**REQUIREMENT:** Copy out the lines of the entries below word for word, beginning at the line that contains "For the evaluation, point out each instance of the clenched" and continuing through the last line of the entries, both included.

(Entries from a data collection)
+ + +
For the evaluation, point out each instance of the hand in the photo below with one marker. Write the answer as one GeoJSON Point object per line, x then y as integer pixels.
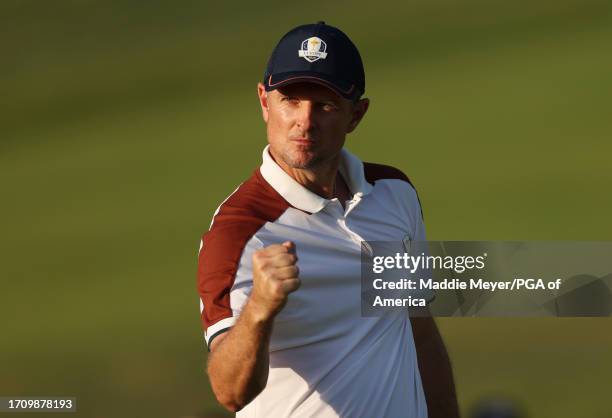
{"type": "Point", "coordinates": [275, 275]}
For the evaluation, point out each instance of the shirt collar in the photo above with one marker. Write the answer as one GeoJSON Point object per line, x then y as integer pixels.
{"type": "Point", "coordinates": [300, 197]}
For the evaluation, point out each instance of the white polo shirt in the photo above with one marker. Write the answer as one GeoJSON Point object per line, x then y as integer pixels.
{"type": "Point", "coordinates": [326, 360]}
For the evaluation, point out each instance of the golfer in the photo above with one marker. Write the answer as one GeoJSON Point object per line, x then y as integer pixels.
{"type": "Point", "coordinates": [279, 269]}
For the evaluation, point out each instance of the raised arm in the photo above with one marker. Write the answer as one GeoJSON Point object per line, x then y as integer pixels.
{"type": "Point", "coordinates": [435, 369]}
{"type": "Point", "coordinates": [239, 360]}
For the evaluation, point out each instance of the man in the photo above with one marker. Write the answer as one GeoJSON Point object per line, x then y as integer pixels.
{"type": "Point", "coordinates": [279, 269]}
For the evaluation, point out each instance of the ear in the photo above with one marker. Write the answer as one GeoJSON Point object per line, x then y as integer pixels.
{"type": "Point", "coordinates": [263, 101]}
{"type": "Point", "coordinates": [359, 110]}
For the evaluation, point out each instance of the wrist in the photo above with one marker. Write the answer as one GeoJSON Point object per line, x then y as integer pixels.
{"type": "Point", "coordinates": [258, 313]}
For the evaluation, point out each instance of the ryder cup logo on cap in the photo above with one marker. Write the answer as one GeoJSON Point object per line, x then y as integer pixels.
{"type": "Point", "coordinates": [316, 53]}
{"type": "Point", "coordinates": [313, 49]}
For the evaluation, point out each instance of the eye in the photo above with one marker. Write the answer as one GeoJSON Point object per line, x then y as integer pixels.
{"type": "Point", "coordinates": [329, 106]}
{"type": "Point", "coordinates": [290, 99]}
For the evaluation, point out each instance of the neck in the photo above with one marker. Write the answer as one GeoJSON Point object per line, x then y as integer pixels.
{"type": "Point", "coordinates": [320, 180]}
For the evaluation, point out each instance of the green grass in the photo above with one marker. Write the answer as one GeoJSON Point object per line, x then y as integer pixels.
{"type": "Point", "coordinates": [123, 127]}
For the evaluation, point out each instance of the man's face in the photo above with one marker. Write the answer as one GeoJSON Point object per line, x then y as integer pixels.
{"type": "Point", "coordinates": [307, 123]}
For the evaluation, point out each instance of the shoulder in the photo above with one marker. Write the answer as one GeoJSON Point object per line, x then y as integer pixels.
{"type": "Point", "coordinates": [379, 172]}
{"type": "Point", "coordinates": [374, 172]}
{"type": "Point", "coordinates": [245, 211]}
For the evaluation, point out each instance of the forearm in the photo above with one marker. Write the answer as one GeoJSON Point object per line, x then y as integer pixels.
{"type": "Point", "coordinates": [238, 365]}
{"type": "Point", "coordinates": [435, 369]}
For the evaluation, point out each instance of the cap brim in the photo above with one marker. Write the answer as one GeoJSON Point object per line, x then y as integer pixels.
{"type": "Point", "coordinates": [343, 88]}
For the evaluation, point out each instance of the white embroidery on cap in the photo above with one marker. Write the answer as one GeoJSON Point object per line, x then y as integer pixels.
{"type": "Point", "coordinates": [313, 49]}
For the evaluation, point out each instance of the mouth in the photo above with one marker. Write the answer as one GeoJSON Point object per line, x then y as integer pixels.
{"type": "Point", "coordinates": [303, 141]}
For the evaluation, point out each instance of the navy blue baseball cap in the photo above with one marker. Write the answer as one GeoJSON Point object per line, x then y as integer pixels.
{"type": "Point", "coordinates": [317, 53]}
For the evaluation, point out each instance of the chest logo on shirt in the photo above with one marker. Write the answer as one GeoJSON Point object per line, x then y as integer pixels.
{"type": "Point", "coordinates": [313, 49]}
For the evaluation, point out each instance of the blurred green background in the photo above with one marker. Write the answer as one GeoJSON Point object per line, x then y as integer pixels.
{"type": "Point", "coordinates": [123, 124]}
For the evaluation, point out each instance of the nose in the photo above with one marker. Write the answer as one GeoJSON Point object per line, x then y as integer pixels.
{"type": "Point", "coordinates": [305, 118]}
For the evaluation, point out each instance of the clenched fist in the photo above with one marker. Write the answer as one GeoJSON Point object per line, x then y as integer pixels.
{"type": "Point", "coordinates": [275, 275]}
+ + +
**FINISHED EXERCISE:**
For the evaluation, point out each instance of the clenched fist in the photo above with one marker. Write the answer as one GeoJSON Point object per line, x then y as integer pixels.
{"type": "Point", "coordinates": [275, 275]}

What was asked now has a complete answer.